__Stated task__. Reproduce every line of the material below word for word, without changing anything.

__The records__.

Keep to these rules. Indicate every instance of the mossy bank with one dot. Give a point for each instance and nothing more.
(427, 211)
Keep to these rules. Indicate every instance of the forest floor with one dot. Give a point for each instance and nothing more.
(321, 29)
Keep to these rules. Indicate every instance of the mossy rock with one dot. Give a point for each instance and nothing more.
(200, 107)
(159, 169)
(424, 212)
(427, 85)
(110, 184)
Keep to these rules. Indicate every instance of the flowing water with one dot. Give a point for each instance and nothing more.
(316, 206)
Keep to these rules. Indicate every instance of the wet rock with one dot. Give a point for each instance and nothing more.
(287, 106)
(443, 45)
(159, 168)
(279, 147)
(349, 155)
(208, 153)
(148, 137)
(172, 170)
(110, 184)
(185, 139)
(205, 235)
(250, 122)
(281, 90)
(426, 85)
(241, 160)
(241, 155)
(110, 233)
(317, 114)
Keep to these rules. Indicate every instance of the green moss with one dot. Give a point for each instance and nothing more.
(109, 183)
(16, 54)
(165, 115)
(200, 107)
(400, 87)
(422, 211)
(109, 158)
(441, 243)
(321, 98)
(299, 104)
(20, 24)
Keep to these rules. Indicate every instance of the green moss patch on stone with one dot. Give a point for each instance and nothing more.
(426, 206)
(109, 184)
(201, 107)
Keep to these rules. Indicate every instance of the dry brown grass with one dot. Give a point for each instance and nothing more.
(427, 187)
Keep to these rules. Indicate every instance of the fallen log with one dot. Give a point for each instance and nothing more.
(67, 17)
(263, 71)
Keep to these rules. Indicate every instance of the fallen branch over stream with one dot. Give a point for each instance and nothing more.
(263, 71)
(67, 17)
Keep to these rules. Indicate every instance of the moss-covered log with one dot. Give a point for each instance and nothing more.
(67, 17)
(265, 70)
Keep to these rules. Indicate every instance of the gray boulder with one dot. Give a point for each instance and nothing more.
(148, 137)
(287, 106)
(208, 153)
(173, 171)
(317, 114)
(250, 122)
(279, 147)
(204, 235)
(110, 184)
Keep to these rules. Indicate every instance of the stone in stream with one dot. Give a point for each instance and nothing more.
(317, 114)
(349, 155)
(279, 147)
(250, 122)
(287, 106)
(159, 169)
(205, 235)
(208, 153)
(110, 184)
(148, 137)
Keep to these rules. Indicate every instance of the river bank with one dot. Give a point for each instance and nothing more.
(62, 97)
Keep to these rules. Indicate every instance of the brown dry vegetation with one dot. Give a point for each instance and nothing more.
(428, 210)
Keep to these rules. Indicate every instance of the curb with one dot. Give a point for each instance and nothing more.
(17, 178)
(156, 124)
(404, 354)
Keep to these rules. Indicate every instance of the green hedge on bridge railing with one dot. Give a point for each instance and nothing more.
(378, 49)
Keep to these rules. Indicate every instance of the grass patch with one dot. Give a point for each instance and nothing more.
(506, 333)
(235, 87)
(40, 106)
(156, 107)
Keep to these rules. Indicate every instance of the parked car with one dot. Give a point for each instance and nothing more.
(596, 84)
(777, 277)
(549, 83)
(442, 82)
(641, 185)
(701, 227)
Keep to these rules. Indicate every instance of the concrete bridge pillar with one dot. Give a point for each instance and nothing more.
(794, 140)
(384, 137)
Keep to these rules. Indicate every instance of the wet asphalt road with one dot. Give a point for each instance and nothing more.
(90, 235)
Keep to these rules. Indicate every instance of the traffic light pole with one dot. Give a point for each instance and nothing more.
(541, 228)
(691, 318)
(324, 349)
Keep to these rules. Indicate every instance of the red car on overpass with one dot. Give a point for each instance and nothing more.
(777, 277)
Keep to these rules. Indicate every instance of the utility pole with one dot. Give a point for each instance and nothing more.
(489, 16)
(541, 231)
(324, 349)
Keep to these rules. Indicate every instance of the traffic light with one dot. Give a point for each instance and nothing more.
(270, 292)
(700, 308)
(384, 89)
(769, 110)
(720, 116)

__Output__.
Keep to these rules. Indicate every instance of the mossy bank with one dot. Give a point for each instance and nothing more.
(427, 211)
Keep to these rules. Indicate every instance of the forest floor with one dot. Give a point for each instance and nothing more.
(321, 29)
Keep to these rules. Indicate every instance of the mossy rock with one dot. Give a point for each instance and nothing more.
(200, 107)
(159, 169)
(424, 212)
(427, 85)
(110, 184)
Keep to these rules. Indicate every instance of the flowing water with one dot. Give a point for each instance and nothing more.
(316, 206)
Keep to these rules. Indicate every instance of the wet rock with one dot. Give a point for each instance and nothing more.
(287, 106)
(443, 45)
(159, 168)
(279, 147)
(349, 155)
(208, 153)
(148, 137)
(172, 170)
(110, 184)
(185, 139)
(205, 235)
(250, 122)
(281, 90)
(426, 85)
(241, 160)
(241, 155)
(110, 233)
(317, 114)
Keep to these rules. Indicate every instance of the green moss with one dot. Give a point for each instance and nothing more.
(109, 183)
(16, 54)
(165, 115)
(200, 107)
(400, 87)
(422, 211)
(109, 158)
(441, 243)
(321, 98)
(299, 104)
(20, 24)
Keep to these rules. Indicate every instance of the green moss patch on stone with one dot. Give a point for each instance and nothing more.
(426, 206)
(109, 184)
(201, 107)
Keep to these rules. Indicate every instance of the dry brown grass with one dot. Give a point for each instance and nothing more.
(427, 187)
Keep to these rules. Indicate every instance of the fallen log with one dot. Give a point for each instance and nothing more.
(67, 17)
(263, 71)
Keep to these rules. Indicate every instance of the fallen branch over stream with one dot. Give a point for each instance and nothing more.
(263, 71)
(67, 17)
Keep to these rules. Indicate every instance of the moss-covered log with one dot. Give a point for each instance and nothing more.
(67, 17)
(265, 70)
Keep to these rules. Indicate every instance of the gray boulder with one dot. Give a point for each instance and nothing more.
(148, 137)
(287, 106)
(208, 153)
(173, 171)
(317, 114)
(250, 122)
(279, 147)
(204, 235)
(110, 184)
Keep to these rules. Indicate every instance of the stone in stream with one dot. Give a point for each instance and nothing more.
(317, 114)
(349, 155)
(279, 147)
(250, 122)
(287, 106)
(159, 169)
(205, 235)
(208, 153)
(110, 184)
(148, 137)
Keep to these rules. Indicate every instance of the river bank with one dot. Give a point for each instance and nothing more.
(62, 97)
Keep to these rules. Indicate every instance of the brown dry vegetation with one dot. Give a point for each instance and nothing more.
(428, 210)
Keep to these rules. Indicate every instance of the curb with one dot. Give a point for each instance and nothing more.
(17, 178)
(156, 124)
(404, 354)
Keep to these rules. Indicate every instance of the green hedge on bridge railing with one dot. Give a point for each instance and nothing more.
(378, 49)
Keep to these rules. Indicate every instance of the grass patch with one dot. Give a point for each instance and nothing more.
(506, 333)
(235, 87)
(40, 106)
(156, 107)
Keep to these rules. Indicate every instance of the parked car with one dot. Give a point for each instance and nothing more.
(596, 84)
(777, 277)
(549, 83)
(442, 82)
(641, 185)
(701, 227)
Keep to these rules. Indicate every instance of the concrete bridge pillar with one dot. Give a point for each instance and nothing more.
(794, 140)
(384, 137)
Keep to these rules. Indicate every instance of the wet asphalt road with one dot. Give a point for each instance and nothing more.
(90, 235)
Keep to these rules. Indicate every instance of the traffic light pole with one dot. Give a point for each instance and nothing more.
(541, 228)
(691, 318)
(324, 349)
Keep to these rules. Indicate every instance of the red car on overpass with one dot. Give a point for each instance and nothing more.
(777, 277)
Keep to these rules. Indicate every instance of the utility pole with one dot. Give a point for each instance and nothing more.
(489, 16)
(541, 231)
(324, 349)
Keep to these rules. Indicate every instance of the traffic light with one dot. Give a point for each instance and nothing more.
(270, 292)
(700, 308)
(384, 89)
(769, 110)
(720, 116)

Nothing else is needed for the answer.